Восточный художник (позднее так стал поступать и художник византийский) претворял образы в стиле, перевоссоздавшем мир в соответствии с религиозными идеалами, главной константой которых была Вечность. Искусство главенства Земли обретает наивысшую силу в согласии с человеком; искусство мира вечности и судьбы обретает эту силу в разногласии: оно не старается быть ни искусством, ни красотой, оно не «стилизовано»: оно есть стиль. Вот почему греческое искусство в борьбе с искусством Древнего Востока, искусство Реймса, а затем Италии в борьбе с восточной составляющей христианства сходным образом открывают изображение движения. Постепенный переход планов, который, начиная с эпохи Перикла, приходит на смену их чётким сопряжениям в созданных ранее лицах (в частности, это касается губ и век), предвосхищает растушёвку контура у Леонардо. И тот же поиск изобразительных средств, противоположных изобразительным средствам религиозной неподвижности, ведёт – по достижении иллюзии – и греческого, и итальянского художника к тому, чтобы перестать видеть в искусстве только средство обширного вымысла.
Вопросы, которые Греция несла с собой, за два столетия (с VI по IV вв.) изменили её формы глубже, чем Египет и Восток изменили свои на протяжении двух тысячелетий. Подлинным мифом греческого искусства мог бы быть миф о неустанном поиске человека. Но последующие открытия, которые от «Коры Евтидикос» до Парфенона составляют для нас эллинское величие, растворились во времена великих европейских монархий в едином открытии: искусство может быть средством создания воображаемого мира, созвучного не той стороне человека, которая от Месопотамии до средневекового искусства хотела вывести его за пределы рационального познания и видеть в нём ничтожный материал сакральных зрелищ, но той его стороне, которая стремилась перестроить Вселенную по человеческим законам.

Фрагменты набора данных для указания
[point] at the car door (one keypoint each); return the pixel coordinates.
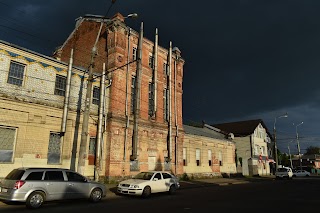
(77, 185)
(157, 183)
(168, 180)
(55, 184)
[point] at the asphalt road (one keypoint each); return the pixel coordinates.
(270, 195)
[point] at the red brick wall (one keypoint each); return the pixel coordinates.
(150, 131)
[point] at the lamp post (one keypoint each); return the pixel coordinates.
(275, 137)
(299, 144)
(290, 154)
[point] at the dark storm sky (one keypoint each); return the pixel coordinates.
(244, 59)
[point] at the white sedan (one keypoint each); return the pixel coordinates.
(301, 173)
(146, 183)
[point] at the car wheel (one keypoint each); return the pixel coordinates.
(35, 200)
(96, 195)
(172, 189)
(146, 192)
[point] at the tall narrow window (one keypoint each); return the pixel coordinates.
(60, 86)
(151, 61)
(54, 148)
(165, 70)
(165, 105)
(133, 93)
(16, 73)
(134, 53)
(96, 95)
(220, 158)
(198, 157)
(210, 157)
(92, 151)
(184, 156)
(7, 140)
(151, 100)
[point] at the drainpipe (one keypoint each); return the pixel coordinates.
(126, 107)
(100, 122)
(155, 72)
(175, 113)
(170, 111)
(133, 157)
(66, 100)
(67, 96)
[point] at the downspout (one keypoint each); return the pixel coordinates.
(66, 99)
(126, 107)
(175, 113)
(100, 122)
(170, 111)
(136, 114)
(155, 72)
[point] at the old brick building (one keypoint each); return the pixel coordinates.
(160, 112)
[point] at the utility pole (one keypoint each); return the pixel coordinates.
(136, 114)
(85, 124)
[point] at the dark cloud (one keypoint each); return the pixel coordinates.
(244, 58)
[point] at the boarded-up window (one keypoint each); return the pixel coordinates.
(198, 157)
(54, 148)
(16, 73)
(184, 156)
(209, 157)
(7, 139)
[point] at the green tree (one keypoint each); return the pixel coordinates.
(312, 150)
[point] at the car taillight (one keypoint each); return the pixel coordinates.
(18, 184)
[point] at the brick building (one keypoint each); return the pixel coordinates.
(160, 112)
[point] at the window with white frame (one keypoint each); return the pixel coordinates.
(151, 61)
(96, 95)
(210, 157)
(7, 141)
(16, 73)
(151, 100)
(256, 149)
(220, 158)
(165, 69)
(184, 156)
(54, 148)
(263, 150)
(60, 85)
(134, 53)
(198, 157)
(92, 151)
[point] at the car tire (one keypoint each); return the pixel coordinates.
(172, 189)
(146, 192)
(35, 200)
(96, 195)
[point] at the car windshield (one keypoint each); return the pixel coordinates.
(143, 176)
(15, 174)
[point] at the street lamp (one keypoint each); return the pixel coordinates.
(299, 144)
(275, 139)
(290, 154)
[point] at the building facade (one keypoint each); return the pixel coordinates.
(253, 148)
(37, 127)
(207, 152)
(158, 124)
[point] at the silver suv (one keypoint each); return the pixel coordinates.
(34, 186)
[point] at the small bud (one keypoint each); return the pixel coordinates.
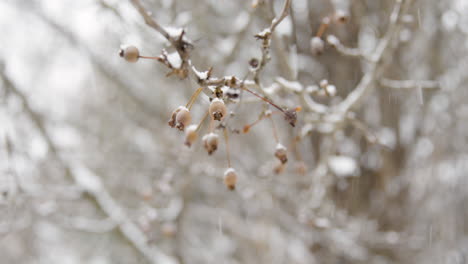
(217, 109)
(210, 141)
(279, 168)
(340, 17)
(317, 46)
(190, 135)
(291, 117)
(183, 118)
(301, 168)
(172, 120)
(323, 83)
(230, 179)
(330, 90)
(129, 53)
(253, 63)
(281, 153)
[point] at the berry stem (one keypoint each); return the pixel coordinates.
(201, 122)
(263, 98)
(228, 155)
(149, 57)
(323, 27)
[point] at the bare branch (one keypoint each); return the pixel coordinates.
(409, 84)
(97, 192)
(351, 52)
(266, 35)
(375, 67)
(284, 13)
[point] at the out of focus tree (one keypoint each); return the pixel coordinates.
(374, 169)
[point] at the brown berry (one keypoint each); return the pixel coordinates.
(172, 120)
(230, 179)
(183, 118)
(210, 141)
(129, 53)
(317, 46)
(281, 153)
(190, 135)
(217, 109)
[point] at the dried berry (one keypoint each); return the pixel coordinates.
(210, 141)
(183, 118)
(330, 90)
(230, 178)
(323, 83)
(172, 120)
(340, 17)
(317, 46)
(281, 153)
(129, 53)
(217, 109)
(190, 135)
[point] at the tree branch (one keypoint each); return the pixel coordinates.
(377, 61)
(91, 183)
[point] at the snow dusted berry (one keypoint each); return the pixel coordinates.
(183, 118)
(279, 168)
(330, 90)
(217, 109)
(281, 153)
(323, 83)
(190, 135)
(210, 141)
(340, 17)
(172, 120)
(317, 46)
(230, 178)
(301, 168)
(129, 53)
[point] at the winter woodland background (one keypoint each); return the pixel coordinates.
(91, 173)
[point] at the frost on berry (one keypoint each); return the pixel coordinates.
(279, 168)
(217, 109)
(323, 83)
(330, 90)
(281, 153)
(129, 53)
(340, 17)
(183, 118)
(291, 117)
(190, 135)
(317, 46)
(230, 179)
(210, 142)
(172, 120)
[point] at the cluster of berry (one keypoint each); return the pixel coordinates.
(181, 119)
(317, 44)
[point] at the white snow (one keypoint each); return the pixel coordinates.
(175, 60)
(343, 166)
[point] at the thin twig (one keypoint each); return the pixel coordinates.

▶ _Задания_
(1) Ответьте на вопросы по тексту об искусстве:
(a) Что было главной константой религиозных идеалов, по которым восточный художник перевоссоздавал мир?
(b) Чью растушёвку контура предвосхищает постепенный переход планов?
(c) За какой период вопросы, которые несла с собой Греция, изменили её формы?
(2) Выпишите из текста об искусстве отрывок, начинающийся со слов «Вопросы, которые Греция» и заканчивающийся словами «по человеческим законам.».
Эти позиции взяты из другого источника.

▶ _Ответы_
(1)
(a) Вечность.
(b) Леонардо.
(c) За два столетия, с VI по IV вв.

(2)
Вопросы, которые Греция несла с собой, за два столетия (с VI по IV вв.) изменили её формы глубже, чем Египет и Восток изменили свои на протяжении двух тысячелетий. Подлинным мифом греческого искусства мог бы быть миф о неустанном поиске человека. Но последующие открытия, которые от «Коры Евтидикос» до Парфенона составляют для нас эллинское величие, растворились во времена великих европейских монархий в едином открытии: искусство может быть средством создания воображаемого мира, созвучного не той стороне человека, которая от Месопотамии до средневекового искусства хотела вывести его за пределы рационального познания и видеть в нём ничтожный материал сакральных зрелищ, но той его стороне, которая стремилась перестроить Вселенную по человеческим законам.